Reproduce the items below with "Target" changed to "Object" everywhere and all other text left as it is. Leave the pictures out.
[Begin Entries provided]
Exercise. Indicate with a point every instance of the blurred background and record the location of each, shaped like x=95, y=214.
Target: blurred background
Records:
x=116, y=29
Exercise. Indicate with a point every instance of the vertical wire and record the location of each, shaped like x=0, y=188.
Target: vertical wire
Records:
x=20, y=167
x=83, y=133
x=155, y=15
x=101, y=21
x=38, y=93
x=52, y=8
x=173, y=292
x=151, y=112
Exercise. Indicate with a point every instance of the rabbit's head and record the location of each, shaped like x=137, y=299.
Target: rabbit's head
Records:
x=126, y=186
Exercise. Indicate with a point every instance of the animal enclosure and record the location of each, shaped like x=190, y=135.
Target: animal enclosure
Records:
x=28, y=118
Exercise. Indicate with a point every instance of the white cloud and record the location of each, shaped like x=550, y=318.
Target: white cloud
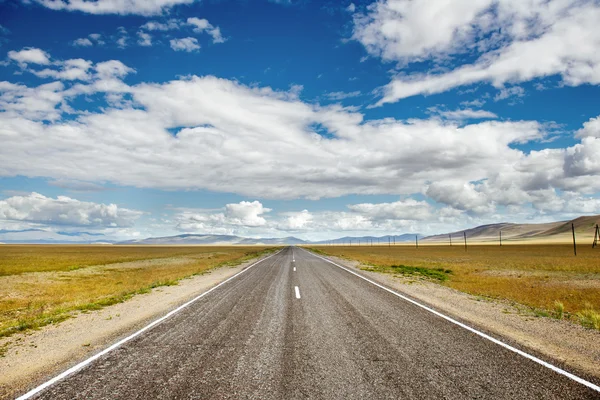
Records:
x=295, y=221
x=36, y=208
x=517, y=41
x=461, y=196
x=590, y=128
x=201, y=25
x=30, y=55
x=123, y=7
x=505, y=93
x=70, y=70
x=90, y=40
x=408, y=209
x=82, y=42
x=256, y=141
x=402, y=29
x=342, y=95
x=246, y=213
x=169, y=25
x=463, y=114
x=188, y=44
x=144, y=39
x=229, y=220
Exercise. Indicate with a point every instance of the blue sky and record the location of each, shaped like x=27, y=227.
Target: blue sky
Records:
x=130, y=119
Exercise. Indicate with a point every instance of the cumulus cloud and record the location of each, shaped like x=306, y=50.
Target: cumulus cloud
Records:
x=39, y=209
x=228, y=220
x=90, y=40
x=463, y=114
x=123, y=7
x=30, y=55
x=202, y=25
x=516, y=41
x=409, y=209
x=188, y=44
x=220, y=135
x=144, y=39
x=246, y=213
x=169, y=25
x=342, y=95
x=83, y=42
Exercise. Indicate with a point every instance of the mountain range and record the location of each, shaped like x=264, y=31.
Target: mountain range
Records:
x=552, y=231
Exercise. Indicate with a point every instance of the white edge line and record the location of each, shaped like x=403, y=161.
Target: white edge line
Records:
x=475, y=331
x=88, y=361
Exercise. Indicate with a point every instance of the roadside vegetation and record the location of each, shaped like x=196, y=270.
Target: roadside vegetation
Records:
x=41, y=285
x=547, y=279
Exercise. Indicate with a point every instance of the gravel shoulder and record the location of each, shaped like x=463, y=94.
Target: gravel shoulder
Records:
x=31, y=358
x=569, y=345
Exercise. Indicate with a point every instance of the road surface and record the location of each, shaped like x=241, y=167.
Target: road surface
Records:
[End Entries provided]
** Solution for this exercise **
Exercise. Indicate with a point every instance of the blurred background and record the location of each, shaped like x=95, y=214.
Object: blurred background
Records:
x=116, y=29
Exercise. Indicate with a point every instance of the vertical wire and record the location of each, shaped like x=0, y=188.
Object: vertical wire
Records:
x=20, y=167
x=83, y=133
x=155, y=15
x=101, y=21
x=38, y=93
x=52, y=8
x=173, y=292
x=151, y=112
Exercise. Indicate with a point every instance of the rabbit's head and record the location of each, shaped like x=137, y=299.
Object: rabbit's head
Records:
x=126, y=186
Exercise. Indicate with a point every instance of the animal enclosure and record the location of each, shaped like x=190, y=135.
Object: animal enclosure
Records:
x=28, y=118
Exercise. Indicate with a point every instance of the white cloud and record the location of each, shaped like x=550, y=318.
Object: white cloud
Records:
x=295, y=221
x=36, y=208
x=517, y=41
x=461, y=196
x=590, y=128
x=201, y=25
x=30, y=55
x=123, y=7
x=505, y=93
x=70, y=70
x=90, y=40
x=408, y=209
x=82, y=42
x=256, y=141
x=402, y=29
x=342, y=95
x=246, y=213
x=169, y=25
x=463, y=114
x=188, y=44
x=144, y=39
x=229, y=220
Exercise. Indicate with a point every instance of the blue sky and record the location of each, shaped like x=27, y=227.
Object: blue sky
Records:
x=130, y=119
Exercise. Indicate with a point every instance of the cumulus cloud and record the location of each, shaped like x=306, y=50.
Object: cumulus cloud
Records:
x=39, y=209
x=228, y=220
x=90, y=40
x=463, y=114
x=123, y=7
x=30, y=55
x=202, y=25
x=516, y=41
x=409, y=209
x=188, y=44
x=220, y=135
x=144, y=39
x=246, y=213
x=169, y=25
x=342, y=95
x=83, y=42
Exercise. Indicate with a point every instance of the mountain range and record the location of each, shaped like x=264, y=31.
Object: mountain range
Records:
x=552, y=231
Exercise. Indicate with a point every instance of the white edge line and record the location of each, shaped like x=403, y=161.
Object: white edge line
Records:
x=475, y=331
x=88, y=361
Exercise. Indicate with a point every instance of the roadside vegetation and record the location of each, shaped like x=196, y=270.
Object: roadside vegetation
Records:
x=41, y=285
x=547, y=279
Exercise. Indicate with a point every instance of the gravel shoulder and record the location of each, shaped like x=463, y=94.
Object: gravel shoulder
Records:
x=31, y=358
x=569, y=345
Exercise. Indicate with a point every instance of the road surface and record the location of each, shaped like x=241, y=167.
Object: road surface
Records:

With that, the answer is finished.